### 本文

特に、多発性単神経炎による末梢神経障害は、急性期の症状が改善した後も、知覚障害(しびれ、感覚の鈍麻)や運動障害(筋力低下、麻痺)が長く続くことがあり、日常生活に大きな影響を与えます。
4.1. 理学療法士が遭遇するEGPA患者さんの訴え(ケースを想定して)
私が過去に経験した、あるいは文献などで見聞きするEGPAの患者さんの中には、以下のような非常に辛い症状を訴える方がいらっしゃいます。
- 両足部の重度の感覚鈍麻: 「足の裏に厚い絨毯を敷いているようだ」「自分の足じゃないみたい」といった感覚。
- 耐え難いしびれと痛み:
- 「血管の中にガラスの破片があって、それがチクチク引っ掻くような痛み」
- 「血管の外側全体が腫れぼったく、ビリビリ、ジンジンするしびれ」
- 「足全体が火傷したような、あるいは雪の中に足をうずめて凍傷になったような、ヒリヒリ・ジンジンする感覚」 このような独特で表現しがたい痛みを訴えることがあります。
- ADLへの影響: 強い痛みやしびれ、筋力低下により、立位や歩行が困難になり、日常生活動作(着替え、入浴、トイレ動作など)に支障をきたします。
- 精神的な苦痛: 長引く痛みや先の見えない不安から、抑うつ気分や意欲低下を伴うことも少なくありません。
4.2. EGPA患者さんへのリハビリテーション:私が考えるアプローチ(ケース想定)
このようなEGPAの患者さんに対して、理学療法士としてどのように関わっていくべきでしょうか。以下は、私が臨床で大切にしている視点と、具体的なアプローチの例です。
前提となる考え方:
- 疾患活動性の把握と医師との連携: まずは血管炎自体の活動性がどの程度コントロールされているのか、ステロイドや免疫抑制薬の治療状況はどうなっているのかを医師と密に情報共有します。リハビリテーションの負荷設定は、これらの医学的情報に基づいて慎重に行う必要があります。

### 分析用データ
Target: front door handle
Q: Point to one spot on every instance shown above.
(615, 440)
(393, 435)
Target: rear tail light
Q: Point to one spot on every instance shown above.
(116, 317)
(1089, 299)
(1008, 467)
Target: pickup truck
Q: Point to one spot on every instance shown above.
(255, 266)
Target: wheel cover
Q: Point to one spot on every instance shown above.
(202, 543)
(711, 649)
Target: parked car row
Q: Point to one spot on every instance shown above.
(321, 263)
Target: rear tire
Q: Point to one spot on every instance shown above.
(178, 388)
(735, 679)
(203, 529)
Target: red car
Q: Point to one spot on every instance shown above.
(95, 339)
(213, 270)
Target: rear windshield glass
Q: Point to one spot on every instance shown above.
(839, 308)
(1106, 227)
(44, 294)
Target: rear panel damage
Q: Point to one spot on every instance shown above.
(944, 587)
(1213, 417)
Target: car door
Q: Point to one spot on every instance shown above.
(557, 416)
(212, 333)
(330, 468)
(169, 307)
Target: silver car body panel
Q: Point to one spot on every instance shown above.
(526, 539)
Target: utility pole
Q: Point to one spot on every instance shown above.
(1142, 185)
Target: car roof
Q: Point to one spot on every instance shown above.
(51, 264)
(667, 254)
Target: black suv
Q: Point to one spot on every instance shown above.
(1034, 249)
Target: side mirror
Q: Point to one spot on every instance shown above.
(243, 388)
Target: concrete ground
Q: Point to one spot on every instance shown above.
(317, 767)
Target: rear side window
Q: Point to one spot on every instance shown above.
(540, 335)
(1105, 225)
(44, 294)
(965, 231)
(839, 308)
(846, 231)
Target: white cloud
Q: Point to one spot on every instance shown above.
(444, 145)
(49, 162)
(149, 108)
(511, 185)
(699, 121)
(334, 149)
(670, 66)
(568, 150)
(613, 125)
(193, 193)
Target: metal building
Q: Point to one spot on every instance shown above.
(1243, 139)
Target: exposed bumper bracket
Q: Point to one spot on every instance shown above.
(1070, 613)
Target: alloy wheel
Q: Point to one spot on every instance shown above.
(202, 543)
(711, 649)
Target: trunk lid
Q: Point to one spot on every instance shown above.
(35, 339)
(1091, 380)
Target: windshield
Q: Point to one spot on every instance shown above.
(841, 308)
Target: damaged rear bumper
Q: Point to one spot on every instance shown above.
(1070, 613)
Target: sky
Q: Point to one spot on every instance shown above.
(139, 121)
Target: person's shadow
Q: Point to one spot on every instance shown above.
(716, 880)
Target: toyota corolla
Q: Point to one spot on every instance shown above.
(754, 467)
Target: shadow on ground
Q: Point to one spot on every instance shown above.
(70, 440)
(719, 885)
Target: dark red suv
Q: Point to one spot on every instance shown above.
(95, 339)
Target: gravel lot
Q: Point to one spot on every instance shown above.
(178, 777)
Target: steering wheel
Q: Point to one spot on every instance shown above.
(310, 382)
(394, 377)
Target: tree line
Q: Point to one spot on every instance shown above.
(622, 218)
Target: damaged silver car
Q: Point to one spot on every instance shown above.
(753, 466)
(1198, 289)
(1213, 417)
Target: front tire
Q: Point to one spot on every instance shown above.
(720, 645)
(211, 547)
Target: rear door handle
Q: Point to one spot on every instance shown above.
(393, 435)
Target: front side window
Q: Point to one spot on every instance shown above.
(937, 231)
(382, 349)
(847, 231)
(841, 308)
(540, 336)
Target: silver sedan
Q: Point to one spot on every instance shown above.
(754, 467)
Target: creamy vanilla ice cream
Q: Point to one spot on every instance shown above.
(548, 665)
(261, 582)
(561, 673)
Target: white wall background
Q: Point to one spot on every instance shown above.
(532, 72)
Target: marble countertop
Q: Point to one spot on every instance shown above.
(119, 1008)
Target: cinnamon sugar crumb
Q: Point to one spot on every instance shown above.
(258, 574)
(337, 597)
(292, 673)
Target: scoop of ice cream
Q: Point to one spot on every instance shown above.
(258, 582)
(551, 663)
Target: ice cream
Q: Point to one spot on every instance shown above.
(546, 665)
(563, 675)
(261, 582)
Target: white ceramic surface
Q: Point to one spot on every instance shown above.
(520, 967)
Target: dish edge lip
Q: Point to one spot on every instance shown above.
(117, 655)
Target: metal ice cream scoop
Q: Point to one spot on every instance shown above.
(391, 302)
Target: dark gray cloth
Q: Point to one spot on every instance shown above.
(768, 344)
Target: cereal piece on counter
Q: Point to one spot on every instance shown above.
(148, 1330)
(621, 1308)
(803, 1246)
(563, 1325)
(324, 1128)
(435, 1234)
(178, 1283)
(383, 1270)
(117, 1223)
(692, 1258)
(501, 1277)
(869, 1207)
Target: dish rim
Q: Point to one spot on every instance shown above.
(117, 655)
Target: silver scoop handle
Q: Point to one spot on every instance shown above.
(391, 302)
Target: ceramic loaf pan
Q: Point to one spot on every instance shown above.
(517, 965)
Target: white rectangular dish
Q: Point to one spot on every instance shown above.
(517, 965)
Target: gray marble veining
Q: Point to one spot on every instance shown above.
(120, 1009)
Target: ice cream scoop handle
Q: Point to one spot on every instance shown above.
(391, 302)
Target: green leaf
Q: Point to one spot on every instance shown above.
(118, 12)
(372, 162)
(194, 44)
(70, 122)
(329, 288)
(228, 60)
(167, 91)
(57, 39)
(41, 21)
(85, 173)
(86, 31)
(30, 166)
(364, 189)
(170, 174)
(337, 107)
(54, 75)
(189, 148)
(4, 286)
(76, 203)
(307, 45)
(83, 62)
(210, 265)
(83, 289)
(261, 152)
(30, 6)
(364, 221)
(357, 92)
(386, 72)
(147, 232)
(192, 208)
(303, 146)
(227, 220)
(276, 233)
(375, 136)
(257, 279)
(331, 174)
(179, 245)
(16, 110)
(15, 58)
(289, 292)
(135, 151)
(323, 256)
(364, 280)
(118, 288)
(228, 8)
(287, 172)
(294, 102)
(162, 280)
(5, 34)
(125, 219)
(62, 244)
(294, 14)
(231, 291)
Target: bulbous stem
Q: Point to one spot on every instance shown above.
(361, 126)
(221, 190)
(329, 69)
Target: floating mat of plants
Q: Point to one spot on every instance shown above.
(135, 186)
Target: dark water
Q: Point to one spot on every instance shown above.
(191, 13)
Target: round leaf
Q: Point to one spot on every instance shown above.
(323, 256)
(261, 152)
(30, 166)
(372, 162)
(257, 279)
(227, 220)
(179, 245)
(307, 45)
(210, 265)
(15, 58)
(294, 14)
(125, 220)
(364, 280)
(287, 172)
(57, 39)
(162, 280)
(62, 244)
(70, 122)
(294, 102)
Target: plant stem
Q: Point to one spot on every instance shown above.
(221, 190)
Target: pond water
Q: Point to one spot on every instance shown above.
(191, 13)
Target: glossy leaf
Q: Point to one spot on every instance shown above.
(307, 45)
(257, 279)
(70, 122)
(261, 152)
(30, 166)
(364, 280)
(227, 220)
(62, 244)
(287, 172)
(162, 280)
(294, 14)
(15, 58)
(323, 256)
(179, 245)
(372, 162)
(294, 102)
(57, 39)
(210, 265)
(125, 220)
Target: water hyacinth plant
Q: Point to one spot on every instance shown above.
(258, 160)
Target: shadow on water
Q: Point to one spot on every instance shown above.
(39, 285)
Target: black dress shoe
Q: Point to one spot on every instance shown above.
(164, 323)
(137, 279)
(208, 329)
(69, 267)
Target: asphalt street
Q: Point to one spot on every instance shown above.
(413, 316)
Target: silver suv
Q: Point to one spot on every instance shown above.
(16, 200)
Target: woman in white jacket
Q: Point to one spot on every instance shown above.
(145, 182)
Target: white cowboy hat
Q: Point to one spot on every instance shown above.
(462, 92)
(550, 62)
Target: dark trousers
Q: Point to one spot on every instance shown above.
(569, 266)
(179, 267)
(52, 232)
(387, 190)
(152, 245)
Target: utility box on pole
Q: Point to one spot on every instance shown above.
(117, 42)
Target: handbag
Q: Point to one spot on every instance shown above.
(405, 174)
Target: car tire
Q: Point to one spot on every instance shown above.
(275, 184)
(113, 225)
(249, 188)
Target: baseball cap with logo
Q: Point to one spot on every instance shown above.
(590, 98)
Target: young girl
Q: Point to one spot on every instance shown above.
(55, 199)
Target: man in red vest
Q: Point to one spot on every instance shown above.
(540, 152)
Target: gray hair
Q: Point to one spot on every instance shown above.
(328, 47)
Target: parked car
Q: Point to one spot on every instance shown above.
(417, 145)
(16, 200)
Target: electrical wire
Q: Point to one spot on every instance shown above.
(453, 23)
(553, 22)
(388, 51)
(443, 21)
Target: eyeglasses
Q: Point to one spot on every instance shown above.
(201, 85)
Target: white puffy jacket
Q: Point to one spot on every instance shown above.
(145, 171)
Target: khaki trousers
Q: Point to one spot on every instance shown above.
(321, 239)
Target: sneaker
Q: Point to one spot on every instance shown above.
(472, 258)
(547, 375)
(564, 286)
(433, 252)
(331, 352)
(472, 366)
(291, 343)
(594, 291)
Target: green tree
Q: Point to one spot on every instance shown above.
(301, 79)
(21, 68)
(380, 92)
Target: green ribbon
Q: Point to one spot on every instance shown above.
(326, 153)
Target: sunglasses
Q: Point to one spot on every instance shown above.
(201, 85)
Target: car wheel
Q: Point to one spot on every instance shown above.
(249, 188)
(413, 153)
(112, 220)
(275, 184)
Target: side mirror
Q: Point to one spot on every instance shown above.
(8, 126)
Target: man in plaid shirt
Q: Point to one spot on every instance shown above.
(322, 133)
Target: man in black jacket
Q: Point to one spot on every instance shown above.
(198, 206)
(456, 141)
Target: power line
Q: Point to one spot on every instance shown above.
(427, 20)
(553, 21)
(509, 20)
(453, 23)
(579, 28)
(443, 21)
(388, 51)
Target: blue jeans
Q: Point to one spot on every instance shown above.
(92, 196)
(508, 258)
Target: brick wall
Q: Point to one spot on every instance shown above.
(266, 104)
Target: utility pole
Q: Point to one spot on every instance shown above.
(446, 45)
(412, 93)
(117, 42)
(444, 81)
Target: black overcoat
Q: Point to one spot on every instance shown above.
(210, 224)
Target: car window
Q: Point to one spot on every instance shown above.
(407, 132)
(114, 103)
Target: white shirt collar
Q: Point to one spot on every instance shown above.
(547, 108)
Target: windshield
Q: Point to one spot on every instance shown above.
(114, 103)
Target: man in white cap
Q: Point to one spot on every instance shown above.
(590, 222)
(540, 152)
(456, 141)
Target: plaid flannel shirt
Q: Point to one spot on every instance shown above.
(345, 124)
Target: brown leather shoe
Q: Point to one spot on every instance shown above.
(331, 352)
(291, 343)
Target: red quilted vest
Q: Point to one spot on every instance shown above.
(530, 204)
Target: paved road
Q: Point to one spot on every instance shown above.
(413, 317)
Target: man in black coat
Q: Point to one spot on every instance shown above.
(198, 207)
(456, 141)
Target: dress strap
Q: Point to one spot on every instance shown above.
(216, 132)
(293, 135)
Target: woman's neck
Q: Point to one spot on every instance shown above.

### 課題 1
EGPAについての本文の「4.1」の節で、患者さんの訴えとして見出し語が付けられている項目をすべて挙げてください。
### 課題 2
EGPAについての本文を読んで、次の問いに答えてください。
(a) 多発性単神経炎による末梢神経障害で長く続くことがある知覚障害として、括弧内に何が挙げられていますか。
(b) 支障をきたす日常生活動作の例として、何が挙げられていますか。
(c) 医師と情報共有する治療状況として、どの薬が挙げられていますか。
### 課題 3
EGPAのリハビリテーションについての本文を、最後の文に続けて書き進めてください。

### 解答 1
- 両足部の重度の感覚鈍麻
- 耐え難いしびれと痛み
- ADLへの影響
- 精神的な苦痛

### 解答 2
(a) しびれ、感覚の鈍麻
(b) 着替え、入浴、トイレ動作
(c) ステロイドや免疫抑制薬

### 解答 3
- 疼痛と神経症状の丁寧な評価: 痛みの種類、強さ、部位、出現パターン、しびれの範囲や性質などを詳細に評価し、記録します。これが介入効果の判定や、負荷設定の重要な指標となります。
- 患者さんの「声」を聴く: 患者さんがどのような言葉で症状を表現するのか、何に困っているのか、何を目標としているのかを丁寧に傾聴し、信頼関係を築くことが最も重要です。
具体的なリハビリアプローチ(下肢の強い疼痛・しびれ、廃用性筋力低下を呈するケースを想定):
問題点(例):
- 下肢、特に足部の激しい疼痛としびれによる運動困難。
- それに伴う下肢の廃用性筋力低下(特に体幹・股関節・膝関節周囲筋)。
- 全身の活動性低下(立位・歩行困難、日中の離床時間減少)。
- 疼痛や将来への不安による精神的ストレス。
アプローチの方向性:
- 下肢への直接的な運動負荷は慎重に: OKC(関節を動かす際に足部が固定されない運動)やCKC(足部が床などに固定された状態での運動)での直接的な下肢筋力トレーニングは、症状を増悪させる可能性があるため、初期は避けるか、極めて低負荷から開始します。立位や歩行練習も、疼痛の程度や神経症状を見ながら慎重に進めます。 2020年の記事で「足部以外の大腿や下腿への筋力トレーニングやモビライゼーションなども実施する際は特に症状の増悪はなく実施可能であったものの、夜間に疼痛・しびれの増悪を認めたため、症例より実施することに対する恐怖感があり、負担も大きいため実施は困難」という経験がありましたが、まさにこのような反応を注意深く観察する必要があります。
- 姿勢反応を利用した間接的な下肢筋活動の促通: 座位や臥位で、足底を床やベッドに接地させた状態での体幹や上肢の運動を利用します。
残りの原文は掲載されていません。